--- Exercise goal ---
Reproduce every line of the material below word for word, leaving the pictures out of your answer.

[Rows from a pointing dataset]
────

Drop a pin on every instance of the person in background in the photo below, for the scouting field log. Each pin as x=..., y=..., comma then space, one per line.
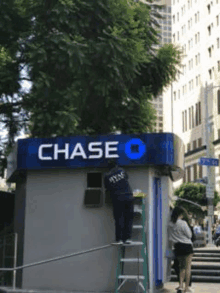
x=180, y=234
x=197, y=229
x=217, y=231
x=116, y=182
x=176, y=262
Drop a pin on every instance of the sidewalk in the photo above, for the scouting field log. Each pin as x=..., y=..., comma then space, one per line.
x=196, y=287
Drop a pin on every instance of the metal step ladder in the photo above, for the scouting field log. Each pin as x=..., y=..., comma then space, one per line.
x=142, y=280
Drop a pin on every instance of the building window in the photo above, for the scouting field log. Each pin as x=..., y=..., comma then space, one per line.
x=188, y=147
x=184, y=177
x=188, y=174
x=195, y=171
x=199, y=113
x=183, y=122
x=190, y=121
x=218, y=66
x=194, y=144
x=209, y=8
x=218, y=98
x=200, y=171
x=197, y=121
x=193, y=124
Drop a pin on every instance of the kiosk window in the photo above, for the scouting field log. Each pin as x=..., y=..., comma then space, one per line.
x=94, y=180
x=93, y=193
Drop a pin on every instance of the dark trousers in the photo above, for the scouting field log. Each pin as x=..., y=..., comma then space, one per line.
x=123, y=211
x=177, y=271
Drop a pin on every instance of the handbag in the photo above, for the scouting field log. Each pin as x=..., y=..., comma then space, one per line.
x=170, y=254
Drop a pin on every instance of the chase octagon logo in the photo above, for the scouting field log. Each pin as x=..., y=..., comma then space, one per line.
x=135, y=149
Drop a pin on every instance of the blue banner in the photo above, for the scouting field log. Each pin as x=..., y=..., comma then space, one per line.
x=94, y=151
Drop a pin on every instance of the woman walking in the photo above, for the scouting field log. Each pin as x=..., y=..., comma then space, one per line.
x=180, y=234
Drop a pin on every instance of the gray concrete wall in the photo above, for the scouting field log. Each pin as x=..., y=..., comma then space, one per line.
x=57, y=223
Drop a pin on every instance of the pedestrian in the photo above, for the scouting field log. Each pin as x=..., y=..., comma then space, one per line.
x=197, y=228
x=176, y=261
x=116, y=182
x=217, y=231
x=180, y=234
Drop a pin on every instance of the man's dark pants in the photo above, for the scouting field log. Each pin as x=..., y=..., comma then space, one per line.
x=177, y=271
x=123, y=211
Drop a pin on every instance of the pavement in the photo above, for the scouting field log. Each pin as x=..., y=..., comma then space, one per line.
x=196, y=287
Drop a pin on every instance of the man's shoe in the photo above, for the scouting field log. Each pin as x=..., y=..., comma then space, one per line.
x=128, y=241
x=120, y=242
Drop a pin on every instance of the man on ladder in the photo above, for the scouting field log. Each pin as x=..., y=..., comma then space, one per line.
x=116, y=182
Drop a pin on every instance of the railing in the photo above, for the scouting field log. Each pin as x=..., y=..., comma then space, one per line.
x=14, y=269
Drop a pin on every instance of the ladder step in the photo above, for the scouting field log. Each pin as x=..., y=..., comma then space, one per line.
x=134, y=243
x=132, y=260
x=131, y=277
x=137, y=227
x=137, y=209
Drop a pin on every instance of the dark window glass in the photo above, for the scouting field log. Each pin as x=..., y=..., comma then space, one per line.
x=94, y=180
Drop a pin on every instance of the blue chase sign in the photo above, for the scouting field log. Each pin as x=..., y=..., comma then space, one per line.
x=92, y=151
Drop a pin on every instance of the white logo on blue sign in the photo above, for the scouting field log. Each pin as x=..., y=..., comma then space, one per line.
x=135, y=149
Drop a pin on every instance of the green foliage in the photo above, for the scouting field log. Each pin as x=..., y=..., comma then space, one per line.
x=195, y=192
x=93, y=66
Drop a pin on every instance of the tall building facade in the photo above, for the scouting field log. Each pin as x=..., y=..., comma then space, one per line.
x=166, y=37
x=196, y=30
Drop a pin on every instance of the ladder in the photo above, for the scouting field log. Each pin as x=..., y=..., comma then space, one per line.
x=142, y=280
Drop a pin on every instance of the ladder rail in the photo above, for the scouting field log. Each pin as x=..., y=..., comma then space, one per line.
x=120, y=280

────

--- Finished answer ---
Drop a pin on every instance of the person in background in the photo below, for the scouting field log. Each pin as x=..., y=..., comma then space, one per line.
x=180, y=234
x=197, y=229
x=217, y=231
x=116, y=182
x=176, y=262
Drop a pin on every instance of the sidewalk in the photo above, for the scouting field log. Each pin as x=..., y=..., comma then space, one per line.
x=196, y=287
Drop a pin on every instance of the metal step ladder in the photo above, for the scouting field log. Each pin as x=..., y=..., comma then space, one per line.
x=142, y=280
Drop a pin on every instance of the building window in the photo above, for the scouting field log. Each pin as x=..., y=..., comma then space, one per line.
x=188, y=147
x=184, y=177
x=188, y=174
x=195, y=171
x=199, y=113
x=183, y=122
x=190, y=121
x=218, y=66
x=194, y=144
x=209, y=8
x=218, y=98
x=200, y=171
x=197, y=121
x=193, y=124
Drop a pin on every instance of the kiosk window in the photo above, for the scouting field log. Each pin as x=..., y=..., comma then space, one per line.
x=94, y=180
x=93, y=193
Drop a pin on every instance of the dark trousers in the photo above, for the scouting field log. Each pin as x=..., y=..., comma then space, one per line.
x=123, y=211
x=177, y=271
Drop a pin on every instance of the handbag in the photo above, for the scouting field log. Each pin as x=..., y=..., comma then space, one per line.
x=170, y=254
Drop a pin on every instance of the chase octagon logo in the photo above, for the scouting field log. Each pin as x=..., y=..., comma then space, one per line.
x=135, y=149
Drop a pin on every instance of the blue banner in the photo above, for the scouting field log. Each pin as x=..., y=..., comma then space, one per line.
x=94, y=151
Drop a pin on every instance of the woman walking in the photo above, for the scouting field log. Each pin as x=..., y=..., comma then space, one per line.
x=180, y=234
Drop a pin on every instance of the gray concrete wall in the photo above, for the scouting field log. Each pin as x=..., y=..., comma then space, one per line.
x=57, y=223
Drop a pin on every instance of the pedestrian in the photo above, for the scouting field log. Each pin as x=..., y=..., comma then space, one per line.
x=197, y=228
x=176, y=261
x=116, y=182
x=217, y=231
x=180, y=234
Drop a pin on every instance of the man's dark pants in the photo above, for the scouting field log. Each pin as x=..., y=..., comma then space, one per line.
x=177, y=271
x=123, y=211
Drop a pin on every instance of the pavement in the photo above, for the scouting field log. Each pin as x=..., y=..., comma then space, one per line.
x=196, y=287
Drop a pin on every instance of the man's shoe in the photo above, for the scouting field log. Each pin as x=..., y=..., comma then space, one per line.
x=128, y=241
x=120, y=242
Drop a pin on every instance of the man on ladder in the photo above, for the scouting field log. Each pin as x=..., y=..., comma then space, one per line.
x=116, y=182
Drop a pin on every instance of the railing in the photo above, for the scouting field log. Each pin as x=..., y=..., comma then space, one per line.
x=14, y=269
Drop a pin on every instance of the ladder step in the photo above, for the scouting field log. Each pin as x=..., y=..., comma then space, one per line.
x=134, y=243
x=132, y=260
x=131, y=277
x=137, y=227
x=137, y=209
Drop a pin on every instance of the dark window glass in the photo above, for the scouting field log. Each pin as x=..., y=..., comma then space, one per line.
x=94, y=180
Drop a pin on every instance of the blue chase sign in the photo above, for the scouting field log. Each pin as x=..., y=..., comma then space, one per line.
x=92, y=151
Drop a pin on every instance of the white logo on blue sign in the photo above, for the scouting field log. Each pin as x=..., y=..., comma then space, one per line.
x=135, y=149
Drop a pin on every instance of the green foliage in the photo above, for the scouting field log. Each pin as x=..., y=..., comma then space, one per line.
x=195, y=192
x=93, y=66
Drop a pin on every instance of the tall building facade in the photo above, for the scouting field log. Each pin as x=..., y=..., comma then space, one per line.
x=166, y=37
x=196, y=30
Drop a pin on every instance of the ladder in the photo above, for the scouting field log. Each pin as x=..., y=..., comma then space, one per line.
x=142, y=280
Drop a pin on every instance of the ladder rail in the photo above, for the scouting field log. Each pin as x=..., y=..., comma then space, one per line.
x=120, y=280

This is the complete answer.